- [RECORD EXTRACTS]:
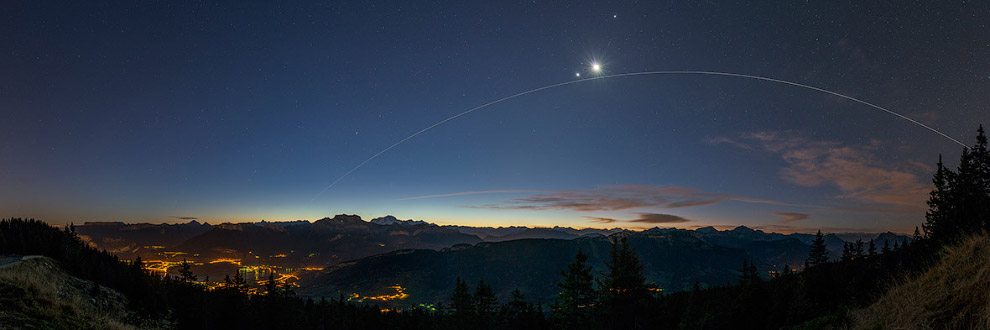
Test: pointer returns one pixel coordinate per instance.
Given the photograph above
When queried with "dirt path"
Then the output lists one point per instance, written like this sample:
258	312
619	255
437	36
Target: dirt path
11	261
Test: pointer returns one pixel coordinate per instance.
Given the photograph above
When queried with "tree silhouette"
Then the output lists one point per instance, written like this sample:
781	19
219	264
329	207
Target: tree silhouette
576	299
185	274
818	254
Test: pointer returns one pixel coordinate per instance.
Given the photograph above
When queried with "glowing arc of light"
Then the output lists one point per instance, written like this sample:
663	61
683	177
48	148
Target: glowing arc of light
631	74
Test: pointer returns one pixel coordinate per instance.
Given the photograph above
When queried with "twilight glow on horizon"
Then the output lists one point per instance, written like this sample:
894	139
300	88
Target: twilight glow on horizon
161	112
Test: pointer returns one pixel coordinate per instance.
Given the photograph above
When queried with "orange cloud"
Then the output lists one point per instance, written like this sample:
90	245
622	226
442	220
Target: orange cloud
790	216
624	197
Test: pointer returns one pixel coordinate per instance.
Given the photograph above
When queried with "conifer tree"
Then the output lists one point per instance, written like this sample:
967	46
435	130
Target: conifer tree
461	301
484	299
271	288
625	280
185	273
577	296
818	254
858	252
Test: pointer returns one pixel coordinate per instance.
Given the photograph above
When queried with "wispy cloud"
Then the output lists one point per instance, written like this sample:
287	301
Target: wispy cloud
624	197
791	216
853	169
659	218
481	192
651	218
602	220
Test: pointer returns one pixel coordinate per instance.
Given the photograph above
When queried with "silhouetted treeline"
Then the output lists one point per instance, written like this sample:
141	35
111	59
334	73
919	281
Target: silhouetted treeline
814	298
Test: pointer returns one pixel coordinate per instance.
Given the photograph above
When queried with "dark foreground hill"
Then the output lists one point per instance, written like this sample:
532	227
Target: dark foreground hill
952	294
37	294
673	259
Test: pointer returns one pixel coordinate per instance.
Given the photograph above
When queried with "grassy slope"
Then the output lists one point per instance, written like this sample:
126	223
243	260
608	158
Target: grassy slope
953	294
38	294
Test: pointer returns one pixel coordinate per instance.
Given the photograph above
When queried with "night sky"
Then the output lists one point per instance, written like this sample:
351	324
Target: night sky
229	111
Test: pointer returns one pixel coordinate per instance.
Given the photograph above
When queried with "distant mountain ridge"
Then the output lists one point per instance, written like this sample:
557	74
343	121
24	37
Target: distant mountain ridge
673	258
346	238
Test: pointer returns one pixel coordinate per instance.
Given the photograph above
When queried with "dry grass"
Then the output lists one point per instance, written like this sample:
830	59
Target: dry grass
36	293
954	294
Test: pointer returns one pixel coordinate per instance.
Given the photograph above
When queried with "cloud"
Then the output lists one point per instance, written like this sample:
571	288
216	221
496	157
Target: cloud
652	218
791	217
659	218
623	197
602	220
853	169
465	193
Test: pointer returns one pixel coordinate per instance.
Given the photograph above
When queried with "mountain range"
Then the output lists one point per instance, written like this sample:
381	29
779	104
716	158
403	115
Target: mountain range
371	258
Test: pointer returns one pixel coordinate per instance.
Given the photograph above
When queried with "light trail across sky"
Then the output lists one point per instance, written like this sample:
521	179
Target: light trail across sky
631	74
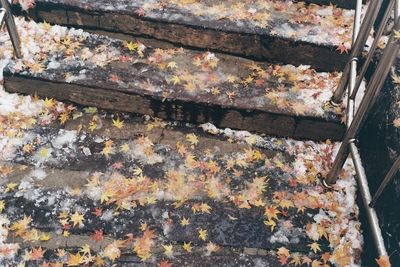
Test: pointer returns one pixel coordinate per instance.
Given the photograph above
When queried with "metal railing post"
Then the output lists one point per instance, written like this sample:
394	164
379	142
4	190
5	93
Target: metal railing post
366	26
12	28
366	197
374	45
393	170
374	86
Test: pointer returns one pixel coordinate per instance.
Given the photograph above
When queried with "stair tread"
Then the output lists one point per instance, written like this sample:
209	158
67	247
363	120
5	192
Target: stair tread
74	63
274	174
238	27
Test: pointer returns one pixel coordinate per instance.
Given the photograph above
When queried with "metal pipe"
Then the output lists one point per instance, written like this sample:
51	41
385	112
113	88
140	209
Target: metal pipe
2	16
366	198
371	52
389	176
374	86
12	28
366	26
353	64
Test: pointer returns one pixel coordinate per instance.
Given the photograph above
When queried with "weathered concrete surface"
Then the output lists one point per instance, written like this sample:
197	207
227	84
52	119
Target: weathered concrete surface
178	84
267	202
259	30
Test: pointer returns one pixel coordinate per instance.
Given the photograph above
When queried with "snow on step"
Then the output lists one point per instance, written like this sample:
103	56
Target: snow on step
279	31
173	83
213	192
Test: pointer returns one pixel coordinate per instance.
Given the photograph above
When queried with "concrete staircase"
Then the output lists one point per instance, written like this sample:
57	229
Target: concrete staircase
161	190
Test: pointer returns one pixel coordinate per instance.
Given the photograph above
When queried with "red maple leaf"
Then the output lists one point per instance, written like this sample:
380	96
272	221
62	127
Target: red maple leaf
342	49
164	264
98	235
140	12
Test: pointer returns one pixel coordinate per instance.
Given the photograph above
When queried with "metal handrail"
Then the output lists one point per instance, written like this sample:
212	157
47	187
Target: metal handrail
372	50
389	176
357	117
373	88
8	19
358	46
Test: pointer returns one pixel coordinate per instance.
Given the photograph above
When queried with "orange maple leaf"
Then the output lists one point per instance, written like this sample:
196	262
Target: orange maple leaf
383	261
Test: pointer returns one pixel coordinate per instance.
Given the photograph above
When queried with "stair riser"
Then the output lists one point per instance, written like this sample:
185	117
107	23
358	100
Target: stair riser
254	46
262	122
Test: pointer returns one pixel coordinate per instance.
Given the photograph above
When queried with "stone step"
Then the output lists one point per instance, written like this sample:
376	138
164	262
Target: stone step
174	83
150	184
276	31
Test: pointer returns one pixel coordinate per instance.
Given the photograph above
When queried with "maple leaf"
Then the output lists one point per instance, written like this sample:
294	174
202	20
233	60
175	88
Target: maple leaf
176	80
283	251
98	236
342	49
271	212
164	264
315	247
44	152
2	205
203	234
92	126
74	259
172	65
168	250
396	34
187	246
192	139
184	222
45	237
383	261
205	208
140	12
63	117
77	219
112	251
49	103
270	223
118	123
396	123
296	259
36	254
132	46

- [TO DO]: Quote the records in full and exactly; skip any image.

- [EXERCISE RESPONSE]:
Test: pointer returns one pixel coordinate per instance.
Given the photograph above
When queried with "dirt path"
Then the output lists one point per instance, written like this sample:
258	312
619	255
437	36
Target: dirt path
11	261
Test: pointer returns one pixel coordinate per instance.
Given the photograph above
When queried with "tree silhouette"
Then the output lists one point per instance, written like this sample:
781	19
219	264
329	207
Target: tree silhouette
576	299
185	274
818	254
Test: pointer returns one pixel coordinate per instance.
Given the photograph above
When queried with "glowing arc of light"
Then the output lists one point per instance, written like this sample:
663	61
683	177
48	148
Target: glowing arc of light
631	74
Test: pointer returns one pixel coordinate per instance.
Given the photograph above
When queried with "twilight glow on horizon"
Then the output lists one point per instance, written like this sample:
894	139
300	88
Target: twilight glow on horizon
161	112
Test: pointer returns one pixel coordinate per instance.
Given the photograph above
When queried with "orange cloud"
Then the output lists one point per instance, written like this sample:
90	245
622	226
442	220
Target: orange cloud
790	216
624	197
Test: pointer returns one pixel coordinate per instance.
Given the photograph above
When queried with "conifer tree"
Then the output lists one point per instance, written like this sample:
967	46
435	130
Target: conifer tree
461	301
484	299
271	288
625	280
185	273
577	296
818	254
858	252
Test: pointer returns one pixel coordinate per instance.
Given the photograph above
When queried with "wispy cloud"
Then the output lists one point per instance, written like this sample:
287	301
Target: wispy cloud
624	197
791	216
853	169
659	218
481	192
651	218
602	220
Test: pointer returns one pixel coordinate per instance.
Given the photograph above
When queried with "silhouetted treeline"
Then the output lists one point per instance, written like this sample:
141	35
111	59
334	73
919	281
Target: silhouetted treeline
814	298
Test: pointer returns one pixel coordinate per instance.
Given the photograph above
When queried with "dark foreground hill"
Then the output lists one point per instance, written like this sample:
532	227
Target: dark foreground hill
952	294
37	294
673	259
Test: pointer returns one pixel coordinate per instance.
Given the photograph above
When queried with "grassy slope"
Then the output lists one point per instance, written like this sample:
126	223
243	260
608	158
Target: grassy slope
953	294
38	294
Test: pointer returns one pixel coordinate per instance.
Given the photograph above
When queried with "night sky"
Then the output lists one point per instance, written like this sample:
351	324
Target: night sky
229	111
Test: pointer returns one pixel coordinate per instance.
Given the photograph above
When queried with "distant mountain ridge"
Then the output lists one point per instance, written like this sample:
557	74
343	121
24	37
Target: distant mountain ridge
673	258
346	238
Test: pointer returns one pixel coordinate per instance.
Given the photograph above
When queried with "dry grass"
Then the output lists one point per instance, written like this sample:
830	59
Target: dry grass
36	293
954	294
Test: pointer returns one pixel coordinate per instance.
Given the photograph above
When queried with "cloud"
Then the output lists one point per instance, written like this sample:
571	288
216	221
496	157
Target: cloud
652	218
791	217
659	218
623	197
602	220
853	169
465	193
Test: pointer returns one pixel coordinate per instance.
Given the photograph above
When queried with "mountain range"
Then the output lists one point per instance, written like this sample:
381	29
779	104
716	158
403	115
Target: mountain range
371	258
Test: pointer returns one pixel coordinate per instance.
Given the photograph above
When queried with "light trail across sky"
Then the output lists one point per instance, written like this sample:
521	179
Target: light trail across sky
631	74
Test: pointer returns one pixel coordinate per instance.
Given the photograph above
When queried with "metal railing post"
Then the output lists one point per instance, written like this sample:
394	164
379	142
4	190
5	93
Target: metal railing post
366	26
12	28
366	197
374	45
393	170
374	86
Test: pointer returns one pixel coordinate per instance.
Given the photograph above
When queried with "stair tread"
Then the output lists one point per instance, written like this sample:
209	158
67	247
363	120
5	192
Target: stair tread
74	63
274	174
238	27
Test: pointer returns one pixel coordinate per instance.
Given the photograph above
When queried with "metal pipe"
Then the output lists one point per instance, written like this sample:
51	41
385	112
113	88
140	209
Target: metal pipe
2	16
366	198
371	52
389	176
374	86
12	28
366	26
353	64
Test: pointer returns one pixel coordinate per instance.
Given the photograph above
When queried with "weathered concrete surface"
Then the output lists one point per instance, written like this sample:
197	207
227	84
52	119
Target: weathered concrete surface
178	84
267	202
259	30
Test: pointer returns one pixel coordinate per instance.
Given the photograph above
When queried with "snow on step"
Then the output lists one point per instance, written like this sample:
103	56
Target: snow on step
279	31
173	83
213	192
Test: pointer returns one pixel coordinate per instance.
Given the photograph above
When queried with "concrete staircase"
Then the output lists one point per instance, written like this sample:
57	229
Target: concrete staircase
161	190
Test: pointer returns one pixel coordinate per instance.
Given the photograph above
When queried with "red maple leaf"
Then the output lists one point per instance, written like this sample:
380	96
272	221
62	127
Target: red maple leaf
342	49
164	264
98	235
140	12
Test: pointer returns one pixel coordinate per instance.
Given the photograph above
When queried with "metal handrail"
Then the output lists one point per instance, written like this sample:
212	157
47	187
Target: metal handrail
372	50
389	176
357	117
373	88
8	19
358	46
Test: pointer returns one pixel coordinate per instance.
Given the photograph above
When queried with "orange maple leaf"
Then the output lists one point per instance, written like this sample:
196	262
Target: orange maple leaf
383	261
Test: pointer returns one pixel coordinate per instance.
Given the photograph above
When queried with "stair riser"
Then the output lists one point per instance, written like this sample:
185	117
107	23
358	100
Target: stair riser
254	46
262	122
Test: pointer returns one pixel coordinate per instance.
Given the photograph above
When queried with "stone step"
Then the output lists one point per instance, written like this sample:
376	138
164	262
Target: stone step
174	83
150	184
276	31
Test: pointer returns one pixel coordinate per instance.
Given the photograph above
When queried with "maple leaf"
Then the output lists one point per instance, written like this sample:
294	174
202	20
233	60
175	88
Target: maple leaf
176	80
283	251
98	236
342	49
271	212
164	264
315	247
44	152
2	205
203	234
92	126
74	259
172	65
168	250
396	34
187	246
192	139
184	222
45	237
383	261
205	208
140	12
63	117
77	219
112	251
49	103
270	223
118	123
396	123
296	259
36	254
132	46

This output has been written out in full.